*** Records to process Section Begins ***

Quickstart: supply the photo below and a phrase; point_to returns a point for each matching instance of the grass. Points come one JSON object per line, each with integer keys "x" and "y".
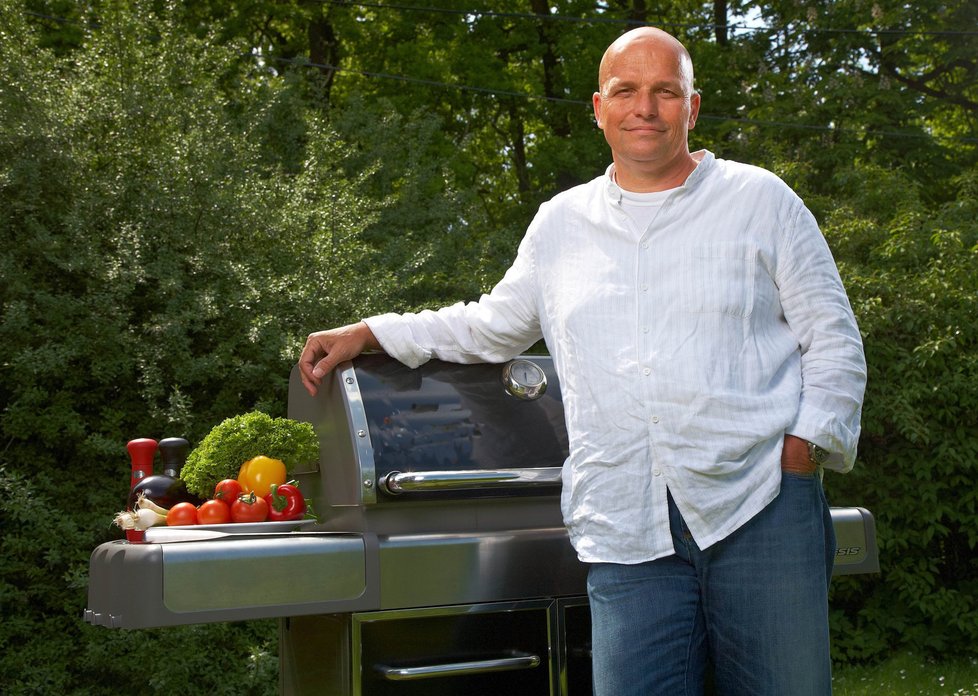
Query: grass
{"x": 907, "y": 674}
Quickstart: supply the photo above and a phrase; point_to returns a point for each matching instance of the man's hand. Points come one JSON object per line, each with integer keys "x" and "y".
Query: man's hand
{"x": 794, "y": 456}
{"x": 324, "y": 350}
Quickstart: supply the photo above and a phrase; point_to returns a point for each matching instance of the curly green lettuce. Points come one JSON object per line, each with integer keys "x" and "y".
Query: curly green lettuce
{"x": 239, "y": 438}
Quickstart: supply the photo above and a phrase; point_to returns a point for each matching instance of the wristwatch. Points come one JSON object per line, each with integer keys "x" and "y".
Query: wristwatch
{"x": 817, "y": 455}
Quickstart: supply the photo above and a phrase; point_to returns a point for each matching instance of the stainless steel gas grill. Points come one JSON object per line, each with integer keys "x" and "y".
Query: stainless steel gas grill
{"x": 439, "y": 565}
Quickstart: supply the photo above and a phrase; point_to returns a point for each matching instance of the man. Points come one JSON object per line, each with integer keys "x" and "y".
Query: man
{"x": 709, "y": 364}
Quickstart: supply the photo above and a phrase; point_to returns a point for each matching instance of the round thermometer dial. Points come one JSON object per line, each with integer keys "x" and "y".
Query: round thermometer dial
{"x": 524, "y": 379}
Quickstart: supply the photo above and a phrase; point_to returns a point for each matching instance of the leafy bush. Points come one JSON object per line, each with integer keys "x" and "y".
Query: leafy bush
{"x": 166, "y": 238}
{"x": 911, "y": 274}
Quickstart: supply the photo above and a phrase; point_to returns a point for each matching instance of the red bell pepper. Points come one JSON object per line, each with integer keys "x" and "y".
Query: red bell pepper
{"x": 285, "y": 502}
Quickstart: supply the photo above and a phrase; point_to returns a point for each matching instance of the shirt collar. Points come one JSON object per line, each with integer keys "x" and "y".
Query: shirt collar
{"x": 704, "y": 157}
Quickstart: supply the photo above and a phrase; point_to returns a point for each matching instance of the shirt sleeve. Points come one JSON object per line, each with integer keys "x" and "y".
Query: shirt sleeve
{"x": 832, "y": 361}
{"x": 496, "y": 328}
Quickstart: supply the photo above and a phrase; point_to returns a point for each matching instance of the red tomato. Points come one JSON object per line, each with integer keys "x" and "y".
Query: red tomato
{"x": 181, "y": 514}
{"x": 249, "y": 508}
{"x": 214, "y": 512}
{"x": 228, "y": 491}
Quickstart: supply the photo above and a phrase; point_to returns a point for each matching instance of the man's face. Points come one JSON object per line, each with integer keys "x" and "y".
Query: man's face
{"x": 646, "y": 105}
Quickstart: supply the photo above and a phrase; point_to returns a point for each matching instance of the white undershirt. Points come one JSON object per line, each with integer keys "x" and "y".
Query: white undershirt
{"x": 643, "y": 207}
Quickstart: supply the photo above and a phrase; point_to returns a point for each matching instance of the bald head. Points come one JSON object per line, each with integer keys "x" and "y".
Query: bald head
{"x": 636, "y": 39}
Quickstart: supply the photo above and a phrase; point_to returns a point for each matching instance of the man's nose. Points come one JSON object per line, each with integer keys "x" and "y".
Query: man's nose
{"x": 647, "y": 105}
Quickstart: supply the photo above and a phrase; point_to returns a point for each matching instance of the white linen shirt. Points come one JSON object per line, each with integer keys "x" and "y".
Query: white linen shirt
{"x": 685, "y": 351}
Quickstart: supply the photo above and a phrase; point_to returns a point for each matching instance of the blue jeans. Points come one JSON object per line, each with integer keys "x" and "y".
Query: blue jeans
{"x": 753, "y": 608}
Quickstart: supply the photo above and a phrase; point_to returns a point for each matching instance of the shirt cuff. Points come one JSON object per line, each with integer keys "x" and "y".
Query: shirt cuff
{"x": 395, "y": 338}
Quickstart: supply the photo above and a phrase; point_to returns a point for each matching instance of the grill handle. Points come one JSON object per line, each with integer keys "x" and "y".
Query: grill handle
{"x": 453, "y": 669}
{"x": 397, "y": 482}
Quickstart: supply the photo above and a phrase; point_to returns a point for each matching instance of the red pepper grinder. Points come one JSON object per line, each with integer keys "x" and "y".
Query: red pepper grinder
{"x": 141, "y": 451}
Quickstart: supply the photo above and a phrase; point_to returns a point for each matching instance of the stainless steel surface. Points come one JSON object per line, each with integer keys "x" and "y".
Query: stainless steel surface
{"x": 208, "y": 575}
{"x": 455, "y": 669}
{"x": 855, "y": 541}
{"x": 445, "y": 569}
{"x": 397, "y": 482}
{"x": 234, "y": 578}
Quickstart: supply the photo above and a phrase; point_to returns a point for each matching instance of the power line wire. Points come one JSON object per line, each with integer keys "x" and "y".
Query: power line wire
{"x": 635, "y": 22}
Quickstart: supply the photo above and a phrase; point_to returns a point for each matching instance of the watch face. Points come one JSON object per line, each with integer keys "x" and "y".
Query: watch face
{"x": 524, "y": 379}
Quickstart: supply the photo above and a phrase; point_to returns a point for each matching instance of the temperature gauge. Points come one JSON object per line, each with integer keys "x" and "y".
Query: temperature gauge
{"x": 524, "y": 379}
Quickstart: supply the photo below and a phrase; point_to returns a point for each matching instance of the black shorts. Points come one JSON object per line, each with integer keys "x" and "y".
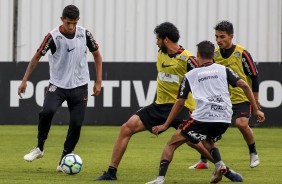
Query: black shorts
{"x": 241, "y": 110}
{"x": 195, "y": 131}
{"x": 156, "y": 114}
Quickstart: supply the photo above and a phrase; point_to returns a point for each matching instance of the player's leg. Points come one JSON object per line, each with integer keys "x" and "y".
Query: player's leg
{"x": 167, "y": 155}
{"x": 205, "y": 156}
{"x": 241, "y": 116}
{"x": 77, "y": 103}
{"x": 220, "y": 168}
{"x": 132, "y": 126}
{"x": 52, "y": 101}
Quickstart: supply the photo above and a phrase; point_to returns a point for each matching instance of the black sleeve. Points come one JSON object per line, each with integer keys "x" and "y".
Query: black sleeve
{"x": 91, "y": 43}
{"x": 232, "y": 77}
{"x": 250, "y": 70}
{"x": 48, "y": 43}
{"x": 184, "y": 89}
{"x": 191, "y": 63}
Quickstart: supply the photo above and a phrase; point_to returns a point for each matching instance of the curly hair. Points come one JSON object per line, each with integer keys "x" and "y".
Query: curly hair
{"x": 206, "y": 49}
{"x": 71, "y": 12}
{"x": 225, "y": 26}
{"x": 169, "y": 30}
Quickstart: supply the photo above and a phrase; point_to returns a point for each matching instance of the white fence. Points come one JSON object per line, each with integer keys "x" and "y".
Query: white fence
{"x": 124, "y": 28}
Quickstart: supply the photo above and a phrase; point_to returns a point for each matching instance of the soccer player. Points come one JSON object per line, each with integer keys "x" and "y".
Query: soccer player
{"x": 69, "y": 78}
{"x": 173, "y": 61}
{"x": 212, "y": 116}
{"x": 240, "y": 61}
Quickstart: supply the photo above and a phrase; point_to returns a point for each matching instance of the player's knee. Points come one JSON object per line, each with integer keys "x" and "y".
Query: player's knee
{"x": 125, "y": 129}
{"x": 242, "y": 125}
{"x": 47, "y": 112}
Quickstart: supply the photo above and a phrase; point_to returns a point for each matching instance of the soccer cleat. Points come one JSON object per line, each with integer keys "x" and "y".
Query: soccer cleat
{"x": 106, "y": 176}
{"x": 59, "y": 169}
{"x": 159, "y": 180}
{"x": 233, "y": 176}
{"x": 200, "y": 165}
{"x": 254, "y": 160}
{"x": 217, "y": 173}
{"x": 35, "y": 153}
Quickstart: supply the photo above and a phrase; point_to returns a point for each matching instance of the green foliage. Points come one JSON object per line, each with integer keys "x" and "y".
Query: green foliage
{"x": 141, "y": 160}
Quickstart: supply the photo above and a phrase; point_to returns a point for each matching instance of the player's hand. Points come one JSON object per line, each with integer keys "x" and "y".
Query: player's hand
{"x": 96, "y": 89}
{"x": 258, "y": 104}
{"x": 157, "y": 129}
{"x": 22, "y": 89}
{"x": 260, "y": 116}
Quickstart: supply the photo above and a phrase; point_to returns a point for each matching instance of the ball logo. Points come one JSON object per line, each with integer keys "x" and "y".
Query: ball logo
{"x": 237, "y": 54}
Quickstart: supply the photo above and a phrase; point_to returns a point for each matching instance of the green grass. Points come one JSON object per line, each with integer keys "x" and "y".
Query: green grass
{"x": 141, "y": 161}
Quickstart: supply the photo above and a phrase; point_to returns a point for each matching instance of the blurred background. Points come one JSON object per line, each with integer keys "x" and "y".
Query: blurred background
{"x": 124, "y": 31}
{"x": 124, "y": 28}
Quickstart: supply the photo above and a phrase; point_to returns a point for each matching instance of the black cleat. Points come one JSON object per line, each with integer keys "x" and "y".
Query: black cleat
{"x": 106, "y": 176}
{"x": 234, "y": 176}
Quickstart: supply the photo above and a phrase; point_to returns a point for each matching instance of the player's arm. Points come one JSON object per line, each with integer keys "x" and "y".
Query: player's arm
{"x": 44, "y": 47}
{"x": 191, "y": 63}
{"x": 234, "y": 80}
{"x": 183, "y": 92}
{"x": 94, "y": 49}
{"x": 251, "y": 71}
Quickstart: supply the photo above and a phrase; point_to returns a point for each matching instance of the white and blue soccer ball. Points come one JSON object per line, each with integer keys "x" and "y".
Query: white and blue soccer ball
{"x": 71, "y": 164}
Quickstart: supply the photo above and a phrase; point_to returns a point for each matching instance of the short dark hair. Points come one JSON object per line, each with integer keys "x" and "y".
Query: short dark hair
{"x": 71, "y": 12}
{"x": 225, "y": 26}
{"x": 206, "y": 49}
{"x": 169, "y": 30}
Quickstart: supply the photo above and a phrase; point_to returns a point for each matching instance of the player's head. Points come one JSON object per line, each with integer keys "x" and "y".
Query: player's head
{"x": 205, "y": 50}
{"x": 166, "y": 33}
{"x": 71, "y": 12}
{"x": 224, "y": 34}
{"x": 70, "y": 17}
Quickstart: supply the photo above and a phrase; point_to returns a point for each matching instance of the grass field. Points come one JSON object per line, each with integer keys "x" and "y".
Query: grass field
{"x": 141, "y": 161}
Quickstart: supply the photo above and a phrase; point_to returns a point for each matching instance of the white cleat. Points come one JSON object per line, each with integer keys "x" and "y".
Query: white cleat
{"x": 59, "y": 169}
{"x": 218, "y": 173}
{"x": 35, "y": 153}
{"x": 254, "y": 160}
{"x": 200, "y": 165}
{"x": 159, "y": 180}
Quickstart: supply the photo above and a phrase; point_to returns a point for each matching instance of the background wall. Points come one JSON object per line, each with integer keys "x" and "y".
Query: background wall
{"x": 124, "y": 28}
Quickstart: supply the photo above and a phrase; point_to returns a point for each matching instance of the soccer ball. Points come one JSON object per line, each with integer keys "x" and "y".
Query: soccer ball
{"x": 71, "y": 164}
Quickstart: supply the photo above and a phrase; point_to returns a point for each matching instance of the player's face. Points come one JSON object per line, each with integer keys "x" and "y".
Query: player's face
{"x": 160, "y": 43}
{"x": 69, "y": 25}
{"x": 223, "y": 40}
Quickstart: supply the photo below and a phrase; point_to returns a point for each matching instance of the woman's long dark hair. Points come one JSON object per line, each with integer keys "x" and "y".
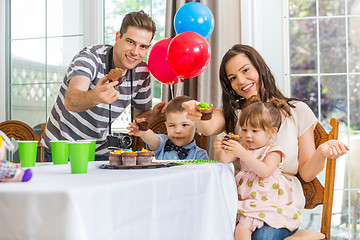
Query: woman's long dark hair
{"x": 267, "y": 85}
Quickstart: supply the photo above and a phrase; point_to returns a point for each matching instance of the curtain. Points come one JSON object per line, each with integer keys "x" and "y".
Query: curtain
{"x": 206, "y": 87}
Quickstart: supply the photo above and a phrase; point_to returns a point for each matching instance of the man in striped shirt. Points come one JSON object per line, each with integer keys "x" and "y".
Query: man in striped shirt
{"x": 82, "y": 110}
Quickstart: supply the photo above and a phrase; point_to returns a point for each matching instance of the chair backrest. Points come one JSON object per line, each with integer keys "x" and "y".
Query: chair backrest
{"x": 314, "y": 192}
{"x": 21, "y": 131}
{"x": 159, "y": 127}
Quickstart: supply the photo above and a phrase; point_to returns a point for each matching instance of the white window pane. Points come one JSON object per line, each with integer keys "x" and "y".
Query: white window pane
{"x": 64, "y": 17}
{"x": 59, "y": 55}
{"x": 28, "y": 61}
{"x": 27, "y": 18}
{"x": 28, "y": 103}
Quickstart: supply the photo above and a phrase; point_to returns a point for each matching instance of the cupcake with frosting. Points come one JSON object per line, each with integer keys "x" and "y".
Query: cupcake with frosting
{"x": 129, "y": 157}
{"x": 206, "y": 110}
{"x": 144, "y": 157}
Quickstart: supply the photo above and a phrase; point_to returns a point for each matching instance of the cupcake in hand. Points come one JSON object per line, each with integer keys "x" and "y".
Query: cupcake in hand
{"x": 206, "y": 110}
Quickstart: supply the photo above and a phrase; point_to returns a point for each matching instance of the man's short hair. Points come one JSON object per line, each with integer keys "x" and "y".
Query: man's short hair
{"x": 175, "y": 104}
{"x": 140, "y": 20}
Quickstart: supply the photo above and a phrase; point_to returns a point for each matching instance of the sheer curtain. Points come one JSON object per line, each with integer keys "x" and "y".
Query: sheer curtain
{"x": 227, "y": 32}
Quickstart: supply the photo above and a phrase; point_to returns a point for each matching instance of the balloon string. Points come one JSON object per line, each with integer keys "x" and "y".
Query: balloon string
{"x": 180, "y": 82}
{"x": 172, "y": 90}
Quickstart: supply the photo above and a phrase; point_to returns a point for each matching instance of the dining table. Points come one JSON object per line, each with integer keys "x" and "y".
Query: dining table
{"x": 175, "y": 202}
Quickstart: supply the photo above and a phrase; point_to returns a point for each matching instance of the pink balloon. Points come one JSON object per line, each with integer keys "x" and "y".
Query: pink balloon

*** Records to process Section Ends ***

_Action item_. Across all of the records above, how many lines include the string "pink"? Answer with one number only.

_Response to this exercise_. 2